▸ **Task prompt**: Repeat the data below verbatim, leaving out the pictures.

▸ **Extracted records**:

=====

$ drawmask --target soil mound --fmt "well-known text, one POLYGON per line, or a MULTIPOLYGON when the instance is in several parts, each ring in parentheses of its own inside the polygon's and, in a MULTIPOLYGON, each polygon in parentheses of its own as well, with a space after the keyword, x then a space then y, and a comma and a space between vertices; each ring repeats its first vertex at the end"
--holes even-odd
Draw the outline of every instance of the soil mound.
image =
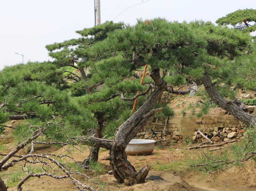
MULTIPOLYGON (((119 191, 204 191, 190 185, 180 177, 175 176, 169 172, 151 171, 148 176, 152 175, 159 176, 162 177, 164 180, 149 180, 144 184, 115 188, 119 191)), ((113 175, 103 175, 101 176, 105 178, 109 176, 109 180, 112 181, 115 180, 113 175), (110 176, 111 177, 111 178, 110 176)), ((113 186, 114 186, 113 185, 113 186)))

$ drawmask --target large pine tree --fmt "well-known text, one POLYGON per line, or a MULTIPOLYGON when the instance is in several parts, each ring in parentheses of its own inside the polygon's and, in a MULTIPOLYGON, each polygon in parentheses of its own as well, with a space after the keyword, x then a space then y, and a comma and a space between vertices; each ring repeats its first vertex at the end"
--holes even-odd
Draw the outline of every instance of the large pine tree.
MULTIPOLYGON (((52 131, 45 133, 62 140, 97 126, 94 136, 77 138, 109 150, 115 177, 132 184, 144 182, 150 166, 136 172, 127 159, 126 146, 149 117, 163 109, 154 108, 164 91, 188 93, 172 86, 184 83, 185 75, 201 79, 210 98, 240 121, 248 124, 256 121, 255 116, 243 111, 242 101, 226 100, 222 97, 226 95, 219 93, 234 84, 255 88, 255 45, 248 33, 210 22, 179 23, 160 18, 138 20, 134 26, 121 25, 113 30, 102 29, 115 24, 104 24, 99 32, 93 28, 85 30, 84 34, 80 32, 86 38, 47 45, 49 54, 56 59, 53 62, 5 69, 0 79, 1 121, 23 115, 20 117, 30 119, 34 125, 59 120, 64 123, 63 133, 60 129, 54 135, 52 131), (91 39, 88 35, 93 33, 88 31, 95 31, 91 39), (141 85, 134 70, 146 64, 151 78, 141 85), (30 66, 28 72, 24 69, 30 66), (80 75, 68 67, 78 70, 80 75), (217 91, 215 86, 223 83, 228 86, 218 86, 217 91), (136 96, 138 90, 143 93, 136 96), (132 102, 138 97, 132 114, 132 102), (113 140, 101 138, 105 123, 108 129, 118 127, 113 140)), ((170 109, 164 109, 167 115, 173 115, 170 109)))

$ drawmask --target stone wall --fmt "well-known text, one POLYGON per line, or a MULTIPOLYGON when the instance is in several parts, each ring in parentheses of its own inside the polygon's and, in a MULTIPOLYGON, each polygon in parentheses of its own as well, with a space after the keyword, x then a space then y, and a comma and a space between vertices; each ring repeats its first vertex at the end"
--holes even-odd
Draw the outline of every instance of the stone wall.
MULTIPOLYGON (((248 108, 249 109, 246 109, 246 111, 252 112, 253 114, 256 113, 256 106, 248 108)), ((164 125, 154 124, 156 122, 157 118, 150 118, 147 124, 133 138, 150 139, 153 134, 152 129, 153 129, 156 134, 153 134, 152 139, 156 141, 161 139, 161 131, 164 134, 163 141, 167 143, 179 142, 188 138, 196 142, 202 138, 197 133, 198 130, 210 138, 220 130, 213 139, 213 141, 219 142, 239 138, 243 136, 246 127, 227 112, 219 111, 216 115, 204 115, 200 118, 190 118, 191 114, 191 112, 187 112, 182 116, 176 113, 176 116, 169 118, 164 132, 164 125)), ((157 123, 165 124, 166 120, 166 118, 159 118, 157 123)), ((204 141, 203 139, 202 140, 204 141)))

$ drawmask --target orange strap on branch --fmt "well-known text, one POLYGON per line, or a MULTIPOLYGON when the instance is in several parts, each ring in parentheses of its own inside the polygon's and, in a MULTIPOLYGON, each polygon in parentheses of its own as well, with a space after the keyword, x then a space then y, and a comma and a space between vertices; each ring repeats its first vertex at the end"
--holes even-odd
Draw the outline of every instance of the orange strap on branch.
MULTIPOLYGON (((147 64, 145 65, 145 68, 144 69, 144 71, 143 72, 143 75, 142 75, 142 77, 141 78, 141 85, 142 84, 142 83, 143 82, 143 80, 144 79, 144 77, 145 77, 145 74, 146 73, 146 71, 147 70, 147 64)), ((140 90, 139 90, 137 93, 137 94, 139 94, 140 93, 140 90)), ((133 107, 132 108, 132 114, 133 114, 133 112, 134 111, 134 109, 135 109, 135 106, 136 106, 136 104, 137 103, 137 100, 138 97, 137 97, 135 100, 134 103, 133 104, 133 107)))

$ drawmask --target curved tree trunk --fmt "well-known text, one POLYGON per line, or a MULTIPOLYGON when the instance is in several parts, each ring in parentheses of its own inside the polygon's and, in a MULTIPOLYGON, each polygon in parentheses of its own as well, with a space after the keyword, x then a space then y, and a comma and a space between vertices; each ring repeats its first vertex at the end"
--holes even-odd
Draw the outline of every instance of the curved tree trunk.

=====

▸ **Full output**:
$ drawmask --target soil mound --fmt "well-known text, one POLYGON per line, or a MULTIPOLYGON when the instance is in several parts, each ring in parentheses of its own inside the polygon's and, in a MULTIPOLYGON, each polygon in parentheses of its own as well, with a space after the keyword, x then a space then y, and a comma and a space between vertices; each ring repeats its first vertex at the end"
--holes even-odd
Draw the outline of every instance of the soil mound.
image =
MULTIPOLYGON (((119 191, 204 191, 190 185, 180 177, 175 176, 169 172, 151 171, 148 176, 152 175, 159 176, 162 177, 164 180, 149 180, 144 184, 115 188, 119 191)), ((113 175, 103 175, 101 176, 105 178, 109 176, 109 180, 112 181, 115 180, 113 175), (110 176, 111 177, 111 178, 110 176)), ((113 186, 114 186, 113 185, 113 186)))

$ drawmask --target large pine tree --fmt "well-known text, one POLYGON per line, or a MULTIPOLYGON when the instance is in several parts, each ring in parentheses of its own inside the polygon's and, in a MULTIPOLYGON, each polygon in parentheses of its own as well, with a space after the keyword, x then a space then y, and a comma and a space between vertices; each ring repeats its first vertex at the end"
--holes even-odd
Draw the outline of every instance of the large pine tree.
MULTIPOLYGON (((52 131, 45 133, 62 140, 97 126, 94 136, 77 138, 109 150, 115 177, 132 184, 144 182, 150 166, 136 172, 127 159, 126 146, 149 117, 163 109, 154 108, 164 91, 188 93, 172 86, 184 83, 185 75, 201 79, 210 98, 240 121, 248 124, 256 121, 255 116, 243 111, 242 101, 226 100, 222 97, 226 95, 219 93, 234 84, 255 88, 255 45, 248 33, 210 22, 179 23, 160 18, 138 20, 134 26, 121 25, 113 30, 102 29, 115 24, 104 24, 99 32, 93 28, 85 30, 84 34, 80 32, 86 38, 47 45, 49 54, 56 59, 53 62, 5 69, 0 79, 1 121, 23 115, 20 117, 30 119, 34 125, 59 120, 64 123, 63 133, 60 129, 54 135, 52 131), (91 39, 88 35, 93 33, 88 31, 95 31, 91 39), (141 85, 134 70, 146 64, 151 78, 141 85), (30 66, 28 72, 24 69, 30 66), (80 75, 68 67, 78 70, 80 75), (217 91, 215 86, 223 83, 228 86, 218 86, 217 91), (136 96, 138 90, 143 93, 136 96), (132 102, 138 97, 132 114, 132 102), (113 140, 101 138, 105 123, 108 129, 118 127, 113 140)), ((170 109, 164 109, 167 115, 173 115, 170 109)))

$ drawmask --target stone wall --fmt "well-known text, one POLYGON per line, or a MULTIPOLYGON when the instance is in several parts, each ring in parentheses of its own inside the polygon's and, in a MULTIPOLYGON, each polygon in parentheses of its own as well, with a space after the keyword, x then a space then y, and a comma and a space between vertices; each ring repeats its first vertex at the end"
--holes even-odd
Draw the outline of every instance of the stone wall.
MULTIPOLYGON (((248 108, 249 109, 246 109, 246 111, 252 112, 253 114, 256 113, 256 106, 248 108)), ((164 125, 154 124, 156 122, 157 118, 150 118, 147 124, 133 138, 150 139, 153 134, 152 129, 153 129, 156 134, 153 134, 152 139, 156 141, 161 139, 161 131, 164 134, 163 141, 167 143, 179 142, 188 138, 196 142, 202 138, 197 133, 198 130, 210 138, 220 130, 213 139, 213 141, 219 142, 239 138, 243 136, 246 127, 227 112, 219 111, 216 115, 204 115, 200 118, 190 118, 191 114, 191 112, 187 112, 182 116, 176 113, 176 116, 169 118, 164 132, 164 125)), ((157 123, 165 124, 166 120, 166 118, 159 118, 157 123)), ((204 141, 203 139, 202 140, 204 141)))

$ drawmask --target orange strap on branch --fmt "well-known text, one POLYGON per line, or a MULTIPOLYGON when the instance is in several parts, each ring in parentheses of its own inside the polygon's and, in a MULTIPOLYGON, each polygon in parentheses of its own as well, with a space after the keyword, x then a space then y, and a comma and a space between vertices; each ring repeats its first vertex at the end"
--holes even-odd
Draw the outline of every instance of the orange strap on branch.
MULTIPOLYGON (((147 64, 145 65, 145 68, 144 69, 144 71, 143 72, 143 75, 142 75, 142 77, 141 78, 141 85, 142 84, 142 83, 143 82, 143 80, 144 79, 144 77, 145 77, 145 74, 146 73, 146 71, 147 70, 147 64)), ((140 90, 139 90, 137 93, 137 94, 139 94, 140 93, 140 90)), ((133 107, 132 108, 132 114, 133 114, 133 112, 134 111, 134 109, 135 109, 135 106, 136 106, 136 104, 137 103, 137 100, 138 97, 137 97, 135 100, 134 103, 133 104, 133 107)))

$ drawmask --target curved tree trunk --fmt "well-known text, one POLYGON per line, or a MULTIPOLYGON when the instance is in several parts, each ring in parentheses of its own inside the polygon's and, in a MULTIPOLYGON, each polygon in parentheses of its own as well, with a space after the keyword, x then a space then y, and a comma and a space between vertices; each ring repeats its first vertex at the end"
--holes even-odd
Draw the outline of every instance of the curved tree trunk.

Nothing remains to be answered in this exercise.